• Requirement:
Only the lines from the one containing "Target: audience" through the last line below should be written out, exactly and with both ends kept.

Entries shown: Begin

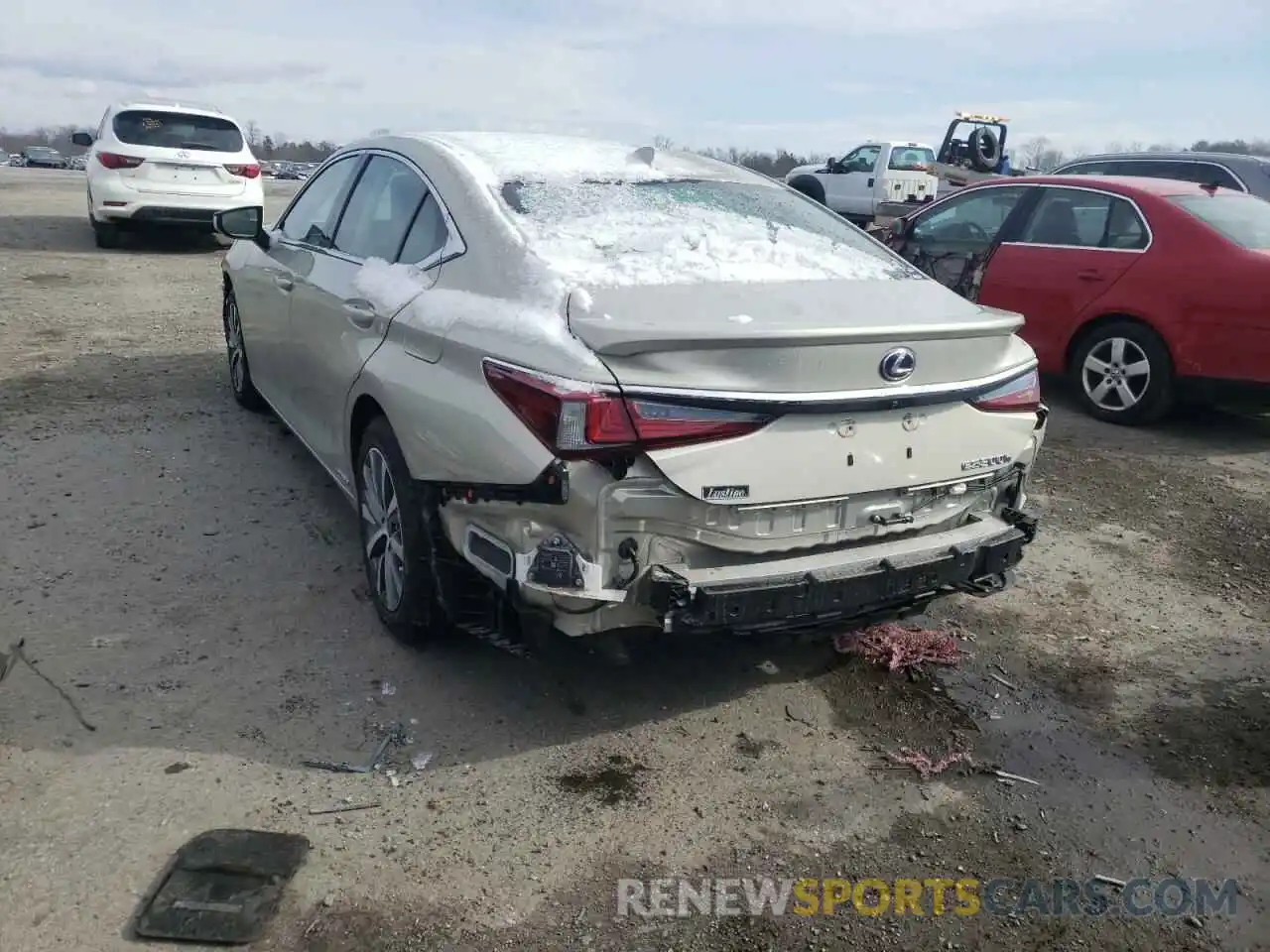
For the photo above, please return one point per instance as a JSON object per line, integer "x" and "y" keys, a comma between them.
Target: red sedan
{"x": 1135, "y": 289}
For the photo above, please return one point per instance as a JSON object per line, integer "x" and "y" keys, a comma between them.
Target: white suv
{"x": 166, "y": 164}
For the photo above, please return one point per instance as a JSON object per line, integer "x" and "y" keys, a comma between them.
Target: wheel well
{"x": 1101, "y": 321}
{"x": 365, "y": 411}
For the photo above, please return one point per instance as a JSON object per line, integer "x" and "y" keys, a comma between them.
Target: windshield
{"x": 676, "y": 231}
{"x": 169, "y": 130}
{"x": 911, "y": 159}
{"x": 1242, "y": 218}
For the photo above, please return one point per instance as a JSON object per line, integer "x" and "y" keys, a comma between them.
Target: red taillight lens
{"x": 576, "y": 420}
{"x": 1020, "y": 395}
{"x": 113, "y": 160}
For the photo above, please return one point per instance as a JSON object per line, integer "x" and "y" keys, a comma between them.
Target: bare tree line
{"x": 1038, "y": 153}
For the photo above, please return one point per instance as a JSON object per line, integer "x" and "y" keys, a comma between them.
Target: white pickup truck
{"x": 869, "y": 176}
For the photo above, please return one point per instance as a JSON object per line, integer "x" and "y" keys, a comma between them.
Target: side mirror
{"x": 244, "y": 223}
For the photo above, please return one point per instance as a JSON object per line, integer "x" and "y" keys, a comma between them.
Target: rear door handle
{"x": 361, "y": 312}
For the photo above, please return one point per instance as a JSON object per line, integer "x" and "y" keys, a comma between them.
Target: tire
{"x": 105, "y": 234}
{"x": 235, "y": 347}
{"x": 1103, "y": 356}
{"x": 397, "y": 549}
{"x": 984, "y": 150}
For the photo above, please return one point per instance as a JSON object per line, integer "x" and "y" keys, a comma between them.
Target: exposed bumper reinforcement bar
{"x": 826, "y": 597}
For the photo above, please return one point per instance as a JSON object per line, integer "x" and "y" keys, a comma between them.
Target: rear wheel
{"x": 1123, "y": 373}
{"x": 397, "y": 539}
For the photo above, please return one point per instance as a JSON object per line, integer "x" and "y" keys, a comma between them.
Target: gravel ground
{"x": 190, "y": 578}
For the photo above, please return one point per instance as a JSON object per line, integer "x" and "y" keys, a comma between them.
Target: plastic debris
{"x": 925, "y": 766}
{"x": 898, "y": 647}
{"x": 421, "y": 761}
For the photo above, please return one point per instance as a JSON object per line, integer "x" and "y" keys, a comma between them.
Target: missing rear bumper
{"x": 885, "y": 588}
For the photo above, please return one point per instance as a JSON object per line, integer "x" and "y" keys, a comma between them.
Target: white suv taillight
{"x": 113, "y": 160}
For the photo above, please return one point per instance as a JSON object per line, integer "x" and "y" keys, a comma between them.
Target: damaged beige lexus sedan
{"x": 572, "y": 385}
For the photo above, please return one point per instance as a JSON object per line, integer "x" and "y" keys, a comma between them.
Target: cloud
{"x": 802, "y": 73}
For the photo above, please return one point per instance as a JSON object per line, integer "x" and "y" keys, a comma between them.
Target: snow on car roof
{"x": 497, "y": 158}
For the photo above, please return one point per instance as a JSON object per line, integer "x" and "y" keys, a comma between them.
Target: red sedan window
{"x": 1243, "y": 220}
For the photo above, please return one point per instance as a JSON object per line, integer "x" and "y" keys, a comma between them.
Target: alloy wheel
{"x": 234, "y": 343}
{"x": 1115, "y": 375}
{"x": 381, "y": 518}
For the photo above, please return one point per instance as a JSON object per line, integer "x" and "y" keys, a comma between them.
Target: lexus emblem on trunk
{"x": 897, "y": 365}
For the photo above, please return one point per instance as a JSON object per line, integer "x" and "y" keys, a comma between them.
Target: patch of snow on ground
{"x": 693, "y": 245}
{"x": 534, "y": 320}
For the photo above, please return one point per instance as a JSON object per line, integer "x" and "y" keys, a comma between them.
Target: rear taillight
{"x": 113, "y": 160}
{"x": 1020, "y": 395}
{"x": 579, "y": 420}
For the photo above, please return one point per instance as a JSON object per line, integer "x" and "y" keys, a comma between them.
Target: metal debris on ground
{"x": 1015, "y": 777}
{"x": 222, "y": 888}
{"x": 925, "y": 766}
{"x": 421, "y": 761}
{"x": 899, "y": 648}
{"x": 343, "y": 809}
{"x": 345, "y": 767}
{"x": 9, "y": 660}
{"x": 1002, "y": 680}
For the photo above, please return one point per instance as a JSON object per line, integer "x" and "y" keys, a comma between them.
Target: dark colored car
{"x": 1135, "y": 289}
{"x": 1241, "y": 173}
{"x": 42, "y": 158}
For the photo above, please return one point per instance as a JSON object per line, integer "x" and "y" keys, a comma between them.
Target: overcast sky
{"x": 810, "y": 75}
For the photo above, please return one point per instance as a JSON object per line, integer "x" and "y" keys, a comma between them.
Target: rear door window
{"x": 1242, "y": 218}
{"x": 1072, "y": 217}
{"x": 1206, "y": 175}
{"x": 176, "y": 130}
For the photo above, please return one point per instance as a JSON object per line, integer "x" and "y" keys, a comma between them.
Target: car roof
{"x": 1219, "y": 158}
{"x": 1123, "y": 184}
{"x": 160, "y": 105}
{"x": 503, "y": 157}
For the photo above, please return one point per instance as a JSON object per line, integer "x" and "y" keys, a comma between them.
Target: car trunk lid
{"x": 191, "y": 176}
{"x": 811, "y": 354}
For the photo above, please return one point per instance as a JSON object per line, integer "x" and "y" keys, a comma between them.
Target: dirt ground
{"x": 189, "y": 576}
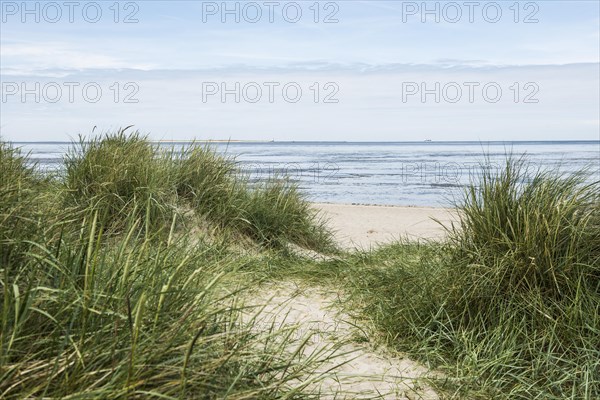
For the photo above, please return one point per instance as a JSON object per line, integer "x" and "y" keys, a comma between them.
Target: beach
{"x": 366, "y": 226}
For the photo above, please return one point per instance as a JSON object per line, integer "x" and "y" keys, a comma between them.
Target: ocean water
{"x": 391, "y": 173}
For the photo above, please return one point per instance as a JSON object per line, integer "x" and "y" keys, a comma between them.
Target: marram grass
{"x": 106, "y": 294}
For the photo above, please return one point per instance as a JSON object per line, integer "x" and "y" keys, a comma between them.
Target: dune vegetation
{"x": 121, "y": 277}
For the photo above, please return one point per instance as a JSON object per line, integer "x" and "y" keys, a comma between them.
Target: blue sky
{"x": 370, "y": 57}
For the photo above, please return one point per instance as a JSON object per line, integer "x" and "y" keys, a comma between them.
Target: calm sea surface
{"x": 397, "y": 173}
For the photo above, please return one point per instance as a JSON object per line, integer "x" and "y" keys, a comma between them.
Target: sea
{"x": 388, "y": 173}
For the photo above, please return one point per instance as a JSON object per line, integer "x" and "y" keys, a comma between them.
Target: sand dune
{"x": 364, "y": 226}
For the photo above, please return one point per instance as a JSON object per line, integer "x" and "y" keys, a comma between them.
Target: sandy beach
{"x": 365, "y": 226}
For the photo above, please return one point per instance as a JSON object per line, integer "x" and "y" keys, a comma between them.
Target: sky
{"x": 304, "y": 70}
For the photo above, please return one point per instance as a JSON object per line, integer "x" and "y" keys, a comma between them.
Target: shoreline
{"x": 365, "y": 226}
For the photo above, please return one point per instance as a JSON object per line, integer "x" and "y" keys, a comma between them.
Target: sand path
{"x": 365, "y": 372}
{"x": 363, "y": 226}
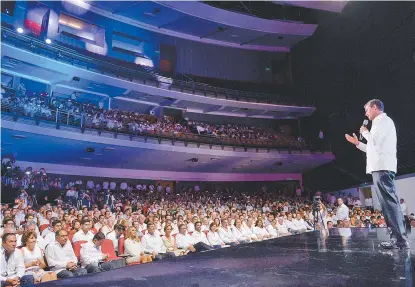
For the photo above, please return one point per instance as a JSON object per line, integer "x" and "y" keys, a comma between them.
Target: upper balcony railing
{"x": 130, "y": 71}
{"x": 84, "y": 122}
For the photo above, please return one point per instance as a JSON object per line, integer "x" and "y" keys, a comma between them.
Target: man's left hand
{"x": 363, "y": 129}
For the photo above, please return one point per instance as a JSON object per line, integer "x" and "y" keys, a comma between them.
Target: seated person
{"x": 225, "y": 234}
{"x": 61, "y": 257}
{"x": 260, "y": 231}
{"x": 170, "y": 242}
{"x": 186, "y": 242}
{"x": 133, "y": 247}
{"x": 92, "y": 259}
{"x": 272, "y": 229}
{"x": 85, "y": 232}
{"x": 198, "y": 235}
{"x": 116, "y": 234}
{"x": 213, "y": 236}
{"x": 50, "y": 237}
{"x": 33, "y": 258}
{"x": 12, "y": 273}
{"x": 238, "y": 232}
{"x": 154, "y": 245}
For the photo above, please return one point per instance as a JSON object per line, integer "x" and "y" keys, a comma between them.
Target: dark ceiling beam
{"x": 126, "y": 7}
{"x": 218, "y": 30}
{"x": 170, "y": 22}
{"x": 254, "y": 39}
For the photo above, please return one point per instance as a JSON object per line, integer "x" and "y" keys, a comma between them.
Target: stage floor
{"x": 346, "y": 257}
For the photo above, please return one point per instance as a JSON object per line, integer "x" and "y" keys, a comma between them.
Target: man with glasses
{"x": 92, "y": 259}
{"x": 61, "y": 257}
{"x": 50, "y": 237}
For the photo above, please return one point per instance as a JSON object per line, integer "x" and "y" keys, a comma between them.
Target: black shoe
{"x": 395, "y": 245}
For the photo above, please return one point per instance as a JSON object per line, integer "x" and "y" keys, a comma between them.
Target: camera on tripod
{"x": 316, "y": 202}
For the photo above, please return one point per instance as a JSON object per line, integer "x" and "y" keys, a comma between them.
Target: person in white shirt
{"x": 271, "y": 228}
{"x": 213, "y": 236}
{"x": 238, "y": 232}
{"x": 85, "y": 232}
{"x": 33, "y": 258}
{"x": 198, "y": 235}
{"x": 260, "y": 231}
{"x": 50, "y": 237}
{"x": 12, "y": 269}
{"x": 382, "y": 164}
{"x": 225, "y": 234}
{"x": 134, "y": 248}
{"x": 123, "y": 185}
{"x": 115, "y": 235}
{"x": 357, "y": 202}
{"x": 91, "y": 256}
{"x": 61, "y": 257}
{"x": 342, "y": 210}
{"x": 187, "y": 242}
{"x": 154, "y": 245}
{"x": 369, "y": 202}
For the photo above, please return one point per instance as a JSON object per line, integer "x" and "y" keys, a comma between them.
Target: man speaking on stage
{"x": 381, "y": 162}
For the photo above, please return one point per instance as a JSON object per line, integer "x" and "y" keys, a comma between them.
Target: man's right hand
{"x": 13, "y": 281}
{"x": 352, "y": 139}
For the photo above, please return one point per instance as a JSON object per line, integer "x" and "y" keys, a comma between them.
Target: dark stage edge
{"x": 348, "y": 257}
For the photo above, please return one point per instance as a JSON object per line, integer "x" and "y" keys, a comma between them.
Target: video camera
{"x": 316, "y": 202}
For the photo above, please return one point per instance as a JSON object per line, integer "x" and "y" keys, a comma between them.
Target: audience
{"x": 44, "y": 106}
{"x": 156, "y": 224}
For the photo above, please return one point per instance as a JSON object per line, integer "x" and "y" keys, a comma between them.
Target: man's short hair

Entries shown: End

• Written solution:
Target: audience
{"x": 44, "y": 106}
{"x": 156, "y": 224}
For the photo above, please return one point per instance as a JSON object per line, integer "x" and "y" keys, a comma between them.
Target: man's short hair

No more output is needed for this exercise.